Requirement 1: Please express the listing from the line with "indicate the wooden" to the line with "[(1105, 669), (371, 816)]" as a two-column CSV with the columns input and output, one row per input paired with its answer. Put each field in quotes and replace any line breaks with spaces.
Requirement 2: Write the next part of the article on emoji input in Fedora 28 Workstation, picking up right after its final line.

Passage:
** START **

Boost your typing with emoji in Fedora 28 Workstation

Fedora 28 Workstation ships with a feature that allows you to quickly search, select and input emoji using your keyboard. Emoji, cute ideograms that are part of Unicode, are used fairly widely in messaging and especially on mobile devices. You may have heard the idiom “A picture is worth a thousand words.” This is exactly what emoji provide: simple images for you to use in communication. Each release of Unicode adds more, with over 200 new ones added in past releases of Unicode. This article shows you how to make them easy to use in your Fedora system.

It’s great to see emoji numbers growing. But at the same time it brings the challenge of how to input them in a computing device. Many people already use these symbols for input in mobile devices or social networking sites.

[Editors’ note: This article is an update to a previously published piece on this topic.]

Enabling Emoji input on Fedora 28 Workstation

The new emoji input method ships by default in Fedora 28 Workstation. To use it, you must enable it using the Region and Language settings dialog. Open the Region and Language dialog from the main Fedora Workstation settings, or search for it in the Overview.

Region & Language settings tool

Choose the + control to add an input source. The following dialog appears:

Adding an input source

Choose the final option (three dots) to expand the selections fully. Then, find Other at the bottom of the list and select it:

Selecting other input sources

In the next dialog, find the Typing booster choice and select it:

This advanced input method is powered behind the scenes by iBus. The advanced input methods are identifiable in the list by the cogs icon on the right of the list.

The Input Method drop-down automatically appears in the GNOME Shell top bar. Ensure your default method — in this example, English (US) — is selected as the current method, and you’ll be ready to input.

Input method dropdown in Shell top bar

Using the new Emoji input method

Now the Emoji input method is enabled, search for emoji by pressing the keyboard shortcut Ctrl+Shift+E. A pop-over dialog appears where you can type a search term, such as smile, to find matching symbols.

Searching for smile emoji

Use the arrow keys to navigate the list. Then, hit Enter to make your selection, and the glyph will be placed as input.

Using Software


  1. Is this GNOME specific?
    Of course, the input method is not GNOME specific, however, I suppose the shortcut and emoji browser may be.

  2. bepolymathe

    Thank you very much for this article. I’ve been looking for something similar for a long time… but it only works in Gnome box dialog ? Under Firefox or Qt software it doesn’t seem to work?
    Is there a way around this limitation?

  3. Rohan

    This seems to be enabled by default on mine and I can’t find a way to override the Ctl+Shift+e combo which is super useful in the terminal emulator “Terminator”

    • @Rohan: You can do this with gsettings, e.g.:

      gsettings set org.freedesktop.ibus.panel.emoji hotkey "['<control><shift>b']"

** END **

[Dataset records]
** START **

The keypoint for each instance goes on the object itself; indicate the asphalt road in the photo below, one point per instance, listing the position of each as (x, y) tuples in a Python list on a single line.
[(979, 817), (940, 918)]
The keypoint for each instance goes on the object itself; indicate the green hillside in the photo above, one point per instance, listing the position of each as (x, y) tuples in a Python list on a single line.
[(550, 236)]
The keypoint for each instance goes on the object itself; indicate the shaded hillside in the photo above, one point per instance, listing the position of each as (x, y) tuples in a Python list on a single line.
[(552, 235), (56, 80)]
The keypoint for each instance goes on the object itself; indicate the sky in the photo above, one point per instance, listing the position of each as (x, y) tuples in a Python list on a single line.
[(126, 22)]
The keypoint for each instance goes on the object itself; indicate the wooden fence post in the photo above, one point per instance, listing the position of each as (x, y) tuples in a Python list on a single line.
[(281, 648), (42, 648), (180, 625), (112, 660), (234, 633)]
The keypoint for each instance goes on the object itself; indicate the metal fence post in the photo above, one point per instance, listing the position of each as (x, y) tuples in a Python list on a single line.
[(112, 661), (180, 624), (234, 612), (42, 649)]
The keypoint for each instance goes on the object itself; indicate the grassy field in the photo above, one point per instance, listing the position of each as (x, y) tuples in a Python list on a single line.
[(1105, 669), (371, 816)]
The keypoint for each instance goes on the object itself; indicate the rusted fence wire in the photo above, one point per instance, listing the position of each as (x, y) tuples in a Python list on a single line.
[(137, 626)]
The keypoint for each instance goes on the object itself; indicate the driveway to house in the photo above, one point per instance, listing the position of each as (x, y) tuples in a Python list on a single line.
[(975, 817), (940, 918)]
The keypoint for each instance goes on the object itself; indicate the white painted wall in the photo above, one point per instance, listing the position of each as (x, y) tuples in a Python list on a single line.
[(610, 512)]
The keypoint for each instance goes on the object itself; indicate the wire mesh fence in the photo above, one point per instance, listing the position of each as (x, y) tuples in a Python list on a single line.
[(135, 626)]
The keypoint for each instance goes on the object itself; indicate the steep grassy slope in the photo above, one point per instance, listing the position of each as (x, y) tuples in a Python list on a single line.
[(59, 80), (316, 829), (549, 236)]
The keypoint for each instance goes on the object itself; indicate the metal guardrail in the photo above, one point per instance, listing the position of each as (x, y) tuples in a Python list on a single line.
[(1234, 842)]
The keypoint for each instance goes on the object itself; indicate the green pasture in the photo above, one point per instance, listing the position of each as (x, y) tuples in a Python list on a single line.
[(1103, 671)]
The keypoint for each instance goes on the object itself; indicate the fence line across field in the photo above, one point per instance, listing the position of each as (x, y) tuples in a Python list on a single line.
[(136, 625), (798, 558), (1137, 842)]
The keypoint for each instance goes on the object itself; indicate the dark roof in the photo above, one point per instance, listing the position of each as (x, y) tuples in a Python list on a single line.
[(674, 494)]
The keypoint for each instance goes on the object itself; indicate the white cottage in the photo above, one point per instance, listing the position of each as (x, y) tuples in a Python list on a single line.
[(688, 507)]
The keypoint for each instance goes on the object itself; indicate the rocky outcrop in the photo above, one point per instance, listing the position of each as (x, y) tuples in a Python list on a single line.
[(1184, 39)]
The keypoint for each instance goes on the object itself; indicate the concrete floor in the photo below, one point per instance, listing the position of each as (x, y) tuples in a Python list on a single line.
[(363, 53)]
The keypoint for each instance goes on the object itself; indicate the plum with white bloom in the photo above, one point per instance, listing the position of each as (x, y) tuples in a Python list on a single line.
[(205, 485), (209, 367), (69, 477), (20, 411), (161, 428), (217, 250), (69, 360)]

** END **

Task response 1:
input,output
"The keypoint for each instance goes on the object itself; indicate the wooden fence post in the photo above, one point per instance, listing the position of each as (x, y) tuples in a Python list on a single line.","[(281, 648), (42, 648), (180, 625), (112, 660), (234, 633)]"
"The keypoint for each instance goes on the object itself; indicate the metal fence post in the photo above, one point per instance, listing the position of each as (x, y) tuples in a Python list on a single line.","[(112, 661), (180, 624), (234, 612), (42, 649)]"
"The keypoint for each instance goes on the object itself; indicate the grassy field in the photo above, one point per instance, listing the position of each as (x, y) tuples in a Python list on a single line.","[(1105, 669), (371, 816)]"

Task response 2:
      If you want to get back the old setting:

      gsettings reset org.freedesktop.ibus.panel.emoji hotkey
      • Rohan

        @ Paul: Thanks! I had to make some modifications though.
        ctrl+f [solution] if you want to skip to the solution.

        Here’s what I got when I tried your command:

        $gsettings set org.freedesktop.ibus.panel.emoji hotkey "['&lt;control&gt;&lt;shift&gt;b']"
        GLib-GIO-Message: Using the 'memory' GSettings backend.  Your settings will not be saved or shared with other applications.

        I verified that the setting was there (which it was):

        $gsettings get org.freedesktop.ibus.panel.emoji hotkey
        GLib-GIO-Message: Using the 'memory' GSettings backend.  Your settings will not be saved or shared with other applications.

        After some googling I tried and failed with:

        $GSETTINGS_BACKEND=dconf gsettings set org.freedesktop.ibus.panel.emoji hotkey "['&lt;control&gt;&lt;shift&gt;b']"

        (process:4634): GLib-GIO-WARNING **: Can't find module 'dconf' specified in GSETTINGS_BACKEND
        GLib-GIO-Message: Using the 'memory' GSettings backend.  Your settings will not be saved or shared with other applications.

        [solution] What finally worked was the dconf-editor GUI I launched using:

        GSETTINGS_BACKEND=dconf dconf-editor

        Though there I did not find the setting under the same path. There was nothing called ibus under org.freedesktop. I found the setting using the search function under desktop.ibus.panel.emoji

        I still don’t know how to disable it though.

    • gun1x

      Yea, I closed this emoji stuff since it was messing up my terminator ….

  4. hhh

    ugly rectangles, why not all emoi on screen

  5. Joao

    Ctl+Shift-E was the “Edit in external editor” command in Evolution and it’s now clobbered by this “feature”. I would love to know how to remove it.

    • @Joao: Simply go to Region and Language and remove the Typing Booster you added. Or use the note above to reconfigure the keystroke.

  6. Leopold Topre

    How would one enable this on KDE? Is the shortcut also available in this desktop env?

    Thanks for this neat feature!

  7. Charles Steiner

    @bepolymathe @joao click the superkey (windows button) to get an overview then click the Ctrl+Shift+E

    • bepolymathe

      It change nothing for me. Could you explain more ?

  8. I tried it out in gnome-terminal with utf-8 – works! The emoji chars are treated as double wide. The logic seems a little shaky when going back to edit text contains emoji in vim. This should be fun to add to comments in utf-8 programming languages.

  9. Another feature – you actually get a full unicode character picker, for when you want that odd char. Which reminds me – back in the day, terminals generally had a special key to enter arbitrary extended ASCII codes. Do we have a way to enter the hex code of an arbitrary unicode char? (The character picker is much slower when you already know the code.)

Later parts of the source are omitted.